Data listing:

◆ ◆ ◆ ◆

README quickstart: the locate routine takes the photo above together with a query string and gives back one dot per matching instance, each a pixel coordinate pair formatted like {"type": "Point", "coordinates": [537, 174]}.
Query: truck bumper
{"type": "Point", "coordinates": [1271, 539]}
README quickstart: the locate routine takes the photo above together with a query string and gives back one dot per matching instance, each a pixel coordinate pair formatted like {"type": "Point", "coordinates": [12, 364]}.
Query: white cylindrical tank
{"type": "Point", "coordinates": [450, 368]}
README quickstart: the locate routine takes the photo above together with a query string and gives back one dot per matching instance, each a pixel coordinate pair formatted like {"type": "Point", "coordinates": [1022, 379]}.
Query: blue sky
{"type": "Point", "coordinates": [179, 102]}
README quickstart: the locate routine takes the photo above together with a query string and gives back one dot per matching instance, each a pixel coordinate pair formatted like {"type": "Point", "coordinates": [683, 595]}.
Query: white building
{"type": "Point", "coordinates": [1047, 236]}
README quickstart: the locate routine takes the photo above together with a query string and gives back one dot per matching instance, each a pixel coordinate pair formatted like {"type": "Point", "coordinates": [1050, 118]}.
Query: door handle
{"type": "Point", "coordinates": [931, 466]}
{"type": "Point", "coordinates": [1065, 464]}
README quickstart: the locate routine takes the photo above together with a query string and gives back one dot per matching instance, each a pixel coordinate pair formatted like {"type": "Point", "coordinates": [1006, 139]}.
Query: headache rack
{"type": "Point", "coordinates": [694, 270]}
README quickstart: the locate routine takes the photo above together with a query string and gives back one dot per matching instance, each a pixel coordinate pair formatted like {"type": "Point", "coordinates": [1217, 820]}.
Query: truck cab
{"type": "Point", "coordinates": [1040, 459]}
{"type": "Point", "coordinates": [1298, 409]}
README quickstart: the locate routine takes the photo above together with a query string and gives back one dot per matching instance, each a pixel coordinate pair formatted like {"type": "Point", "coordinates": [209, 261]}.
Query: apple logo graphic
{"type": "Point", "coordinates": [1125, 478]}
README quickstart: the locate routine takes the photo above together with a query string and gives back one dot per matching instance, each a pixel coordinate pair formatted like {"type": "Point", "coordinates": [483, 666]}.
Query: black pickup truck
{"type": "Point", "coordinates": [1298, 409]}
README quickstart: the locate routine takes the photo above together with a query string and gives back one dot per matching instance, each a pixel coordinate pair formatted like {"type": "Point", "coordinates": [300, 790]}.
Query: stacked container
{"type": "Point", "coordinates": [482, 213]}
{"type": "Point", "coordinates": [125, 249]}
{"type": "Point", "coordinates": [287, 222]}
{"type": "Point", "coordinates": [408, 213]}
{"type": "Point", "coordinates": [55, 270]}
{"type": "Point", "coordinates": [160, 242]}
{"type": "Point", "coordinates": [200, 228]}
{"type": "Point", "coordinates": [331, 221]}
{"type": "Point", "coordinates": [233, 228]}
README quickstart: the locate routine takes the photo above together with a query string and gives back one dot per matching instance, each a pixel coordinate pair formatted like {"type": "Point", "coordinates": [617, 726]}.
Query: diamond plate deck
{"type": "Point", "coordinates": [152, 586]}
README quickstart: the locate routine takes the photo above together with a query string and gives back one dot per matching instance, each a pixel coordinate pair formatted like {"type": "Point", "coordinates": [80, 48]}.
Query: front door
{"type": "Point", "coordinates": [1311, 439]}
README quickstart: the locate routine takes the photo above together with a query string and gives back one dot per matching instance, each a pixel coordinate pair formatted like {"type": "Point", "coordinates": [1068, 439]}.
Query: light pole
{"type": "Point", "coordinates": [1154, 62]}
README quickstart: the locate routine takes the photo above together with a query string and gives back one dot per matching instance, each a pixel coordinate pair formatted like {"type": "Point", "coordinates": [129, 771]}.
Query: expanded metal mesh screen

◆ ◆ ◆ ◆

Aim: Each record above should be repeated exactly as it appears.

Written reply:
README quickstart: the locate routine takes the photo above together with a query string and gives back one dot per matching instance, each a pixel coordinate pair formatted like {"type": "Point", "coordinates": [537, 174]}.
Query: truck bumper
{"type": "Point", "coordinates": [1271, 539]}
README quickstart: the locate routine takes the photo above together with a query string and gives back one dot per matching instance, each a pixel coordinate pair formatted like {"type": "Point", "coordinates": [12, 364]}.
Query: white cylindrical tank
{"type": "Point", "coordinates": [450, 368]}
README quickstart: the locate routine takes the photo above together with a query string and gives back one dot per matching instance, each a pixel coordinate pair formatted like {"type": "Point", "coordinates": [1022, 379]}.
Query: blue sky
{"type": "Point", "coordinates": [179, 102]}
README quickstart: the locate routine takes the photo above together with a query string and gives back one dot per matching instance, each a pixel coordinate pair formatted like {"type": "Point", "coordinates": [683, 595]}.
Query: white building
{"type": "Point", "coordinates": [1047, 236]}
README quickstart: the locate routine takes the photo above together with a query string and gives back one dot per matching instance, each a pixel coordinate pair formatted like {"type": "Point", "coordinates": [1050, 118]}.
Query: door handle
{"type": "Point", "coordinates": [931, 466]}
{"type": "Point", "coordinates": [1065, 464]}
README quickstart: the locate routine takes the photo above together with a query string and gives back one dot per matching instance, each a pixel coordinate pair formatted like {"type": "Point", "coordinates": [1006, 139]}.
Query: headache rack
{"type": "Point", "coordinates": [694, 270]}
README quickstart: the locate routine takes the photo above together with a query string and gives back one dot per matching instance, each a pixel coordinate pair formatted like {"type": "Point", "coordinates": [1217, 820]}.
Query: truck cab
{"type": "Point", "coordinates": [1040, 459]}
{"type": "Point", "coordinates": [1298, 409]}
README quickstart: the locate routine takes the photo above together with a query string and gives back one dot per matching instance, each a pixel coordinate pair formatted like {"type": "Point", "coordinates": [209, 261]}.
Query: apple logo graphic
{"type": "Point", "coordinates": [1125, 478]}
README quickstart: the locate routine takes the photo above together with a query string and gives back one dot per matching instance, each a pixel coordinate pair formatted like {"type": "Point", "coordinates": [483, 666]}.
Query: black pickup truck
{"type": "Point", "coordinates": [1298, 409]}
README quickstart: the locate routine takes the photo above together with a query string and gives back one dot per matching instance, each a pixel coordinate pair formatted like {"type": "Point", "coordinates": [300, 790]}.
Query: stacked container
{"type": "Point", "coordinates": [482, 213]}
{"type": "Point", "coordinates": [125, 249]}
{"type": "Point", "coordinates": [287, 222]}
{"type": "Point", "coordinates": [408, 213]}
{"type": "Point", "coordinates": [55, 270]}
{"type": "Point", "coordinates": [160, 242]}
{"type": "Point", "coordinates": [200, 228]}
{"type": "Point", "coordinates": [331, 221]}
{"type": "Point", "coordinates": [233, 228]}
README quickstart: the locate routine takes the photo above together with a query string and gives back one dot per matching instance, each a pixel coordinate pair formatted like {"type": "Point", "coordinates": [617, 726]}.
Query: diamond plate deck
{"type": "Point", "coordinates": [152, 586]}
README quickstart: the locate routine takes the photo above together with a query string and gives back one dot per matching instance, each a pixel coordinate pair formatted like {"type": "Point", "coordinates": [80, 48]}.
Query: front door
{"type": "Point", "coordinates": [1311, 439]}
README quickstart: the locate routine takes the photo above together with a query string and gives back one dot per matching instance, each a pixel coordinate pair formatted like {"type": "Point", "coordinates": [1068, 439]}.
Query: light pole
{"type": "Point", "coordinates": [1154, 62]}
README quickstart: the locate routine takes the photo above together with a query string and gives back one dot per matching instance, each a pixel coordinate pair formatted like {"type": "Point", "coordinates": [129, 771]}.
Query: expanded metal mesh screen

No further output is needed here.